→ **EXERCISE OBJECTIVE**: Express the lines from the start of the rows through the line holding "319 142 L 319", inclusive, as a Markdown table with the columns Number and Line, leaving out any blank lines.

Rows from a segmentation dataset:
%%

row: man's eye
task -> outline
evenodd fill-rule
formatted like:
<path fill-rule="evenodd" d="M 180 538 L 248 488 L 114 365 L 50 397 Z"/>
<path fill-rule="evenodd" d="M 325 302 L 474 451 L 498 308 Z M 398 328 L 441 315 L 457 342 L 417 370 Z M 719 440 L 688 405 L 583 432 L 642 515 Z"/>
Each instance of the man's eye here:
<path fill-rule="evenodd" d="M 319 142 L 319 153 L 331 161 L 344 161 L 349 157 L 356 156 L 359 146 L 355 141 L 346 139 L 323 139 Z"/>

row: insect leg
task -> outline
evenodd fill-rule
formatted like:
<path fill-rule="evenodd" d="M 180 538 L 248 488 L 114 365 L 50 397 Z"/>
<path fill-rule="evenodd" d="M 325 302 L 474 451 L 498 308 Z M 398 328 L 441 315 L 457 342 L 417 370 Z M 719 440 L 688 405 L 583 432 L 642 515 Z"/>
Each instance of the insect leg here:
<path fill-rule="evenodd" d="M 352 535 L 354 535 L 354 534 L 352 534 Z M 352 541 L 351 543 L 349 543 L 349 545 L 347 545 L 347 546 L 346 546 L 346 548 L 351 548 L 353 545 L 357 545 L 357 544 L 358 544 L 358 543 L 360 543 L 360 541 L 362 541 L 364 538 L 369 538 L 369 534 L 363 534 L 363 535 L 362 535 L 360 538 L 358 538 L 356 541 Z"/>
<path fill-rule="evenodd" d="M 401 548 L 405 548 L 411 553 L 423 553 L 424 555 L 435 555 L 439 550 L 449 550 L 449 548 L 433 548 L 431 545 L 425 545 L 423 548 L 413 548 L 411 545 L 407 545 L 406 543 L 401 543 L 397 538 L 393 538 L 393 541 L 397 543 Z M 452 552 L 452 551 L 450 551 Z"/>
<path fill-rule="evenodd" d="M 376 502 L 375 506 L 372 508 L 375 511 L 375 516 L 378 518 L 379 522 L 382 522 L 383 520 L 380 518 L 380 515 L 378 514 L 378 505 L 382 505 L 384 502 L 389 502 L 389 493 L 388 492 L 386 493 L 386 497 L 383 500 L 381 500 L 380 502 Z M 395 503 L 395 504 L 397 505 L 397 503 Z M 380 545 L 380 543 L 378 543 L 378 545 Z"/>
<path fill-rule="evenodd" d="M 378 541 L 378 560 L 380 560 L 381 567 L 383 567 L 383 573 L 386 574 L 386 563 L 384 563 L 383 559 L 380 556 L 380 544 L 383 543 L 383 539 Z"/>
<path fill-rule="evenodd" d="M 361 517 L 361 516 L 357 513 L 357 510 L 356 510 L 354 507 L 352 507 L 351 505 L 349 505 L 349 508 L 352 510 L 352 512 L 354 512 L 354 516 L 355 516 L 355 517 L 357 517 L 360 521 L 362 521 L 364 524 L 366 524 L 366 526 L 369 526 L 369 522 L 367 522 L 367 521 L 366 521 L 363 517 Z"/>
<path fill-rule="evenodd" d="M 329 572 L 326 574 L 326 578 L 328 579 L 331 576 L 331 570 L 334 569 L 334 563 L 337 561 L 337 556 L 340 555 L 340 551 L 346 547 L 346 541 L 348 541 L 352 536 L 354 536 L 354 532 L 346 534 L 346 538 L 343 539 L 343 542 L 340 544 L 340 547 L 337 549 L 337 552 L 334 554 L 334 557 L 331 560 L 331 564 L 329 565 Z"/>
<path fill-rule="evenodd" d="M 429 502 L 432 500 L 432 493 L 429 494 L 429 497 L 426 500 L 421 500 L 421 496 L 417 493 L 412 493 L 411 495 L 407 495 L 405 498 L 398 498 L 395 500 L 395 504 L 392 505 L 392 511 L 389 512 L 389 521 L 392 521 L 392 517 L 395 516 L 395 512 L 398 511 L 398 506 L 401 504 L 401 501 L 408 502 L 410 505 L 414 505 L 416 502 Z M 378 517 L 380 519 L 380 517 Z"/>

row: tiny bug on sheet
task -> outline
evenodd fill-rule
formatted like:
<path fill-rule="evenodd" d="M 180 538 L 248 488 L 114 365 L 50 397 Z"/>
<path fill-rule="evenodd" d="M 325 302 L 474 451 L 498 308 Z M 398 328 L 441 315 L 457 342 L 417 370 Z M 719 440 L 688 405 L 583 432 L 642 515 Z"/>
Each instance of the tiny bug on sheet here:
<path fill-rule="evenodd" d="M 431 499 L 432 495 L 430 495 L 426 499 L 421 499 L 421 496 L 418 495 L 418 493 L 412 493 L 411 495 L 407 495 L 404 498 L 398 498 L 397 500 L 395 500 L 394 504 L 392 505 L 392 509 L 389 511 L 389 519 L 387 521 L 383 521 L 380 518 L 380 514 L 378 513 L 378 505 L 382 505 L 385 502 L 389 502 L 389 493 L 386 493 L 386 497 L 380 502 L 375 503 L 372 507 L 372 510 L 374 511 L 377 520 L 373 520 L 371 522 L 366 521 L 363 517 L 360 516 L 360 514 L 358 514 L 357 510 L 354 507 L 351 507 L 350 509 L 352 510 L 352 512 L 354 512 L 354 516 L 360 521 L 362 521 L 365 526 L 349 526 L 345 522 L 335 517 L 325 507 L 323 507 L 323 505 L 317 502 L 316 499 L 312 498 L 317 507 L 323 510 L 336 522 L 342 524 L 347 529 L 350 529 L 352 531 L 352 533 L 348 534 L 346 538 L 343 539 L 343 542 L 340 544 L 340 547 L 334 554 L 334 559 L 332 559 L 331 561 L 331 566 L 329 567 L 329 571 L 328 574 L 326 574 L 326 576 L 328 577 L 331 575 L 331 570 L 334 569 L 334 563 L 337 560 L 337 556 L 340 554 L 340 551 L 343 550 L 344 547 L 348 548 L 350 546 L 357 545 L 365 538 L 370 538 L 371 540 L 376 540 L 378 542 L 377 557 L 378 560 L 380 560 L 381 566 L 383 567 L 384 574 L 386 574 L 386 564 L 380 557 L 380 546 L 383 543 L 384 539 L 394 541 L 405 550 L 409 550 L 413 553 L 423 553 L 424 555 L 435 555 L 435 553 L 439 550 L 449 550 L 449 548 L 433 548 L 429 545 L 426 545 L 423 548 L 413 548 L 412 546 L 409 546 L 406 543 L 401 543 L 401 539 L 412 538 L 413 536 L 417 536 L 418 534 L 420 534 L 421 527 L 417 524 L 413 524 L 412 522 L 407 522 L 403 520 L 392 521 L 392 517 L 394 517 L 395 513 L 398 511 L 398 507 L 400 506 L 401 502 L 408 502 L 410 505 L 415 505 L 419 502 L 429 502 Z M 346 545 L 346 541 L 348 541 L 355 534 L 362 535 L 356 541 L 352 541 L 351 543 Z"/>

%%

→ **FINAL RESULT**:
| Number | Line |
|---|---|
| 1 | row: man's eye |
| 2 | task -> outline |
| 3 | evenodd fill-rule |
| 4 | formatted like: |
| 5 | <path fill-rule="evenodd" d="M 180 538 L 248 488 L 114 365 L 50 397 Z"/> |
| 6 | <path fill-rule="evenodd" d="M 325 302 L 474 451 L 498 308 Z M 398 328 L 441 315 L 457 342 L 417 370 Z M 719 440 L 688 405 L 583 432 L 642 515 Z"/> |
| 7 | Each instance of the man's eye here: |
| 8 | <path fill-rule="evenodd" d="M 319 142 L 319 153 L 331 161 L 344 161 L 349 157 L 356 156 L 359 146 L 355 141 L 346 139 L 323 139 Z"/> |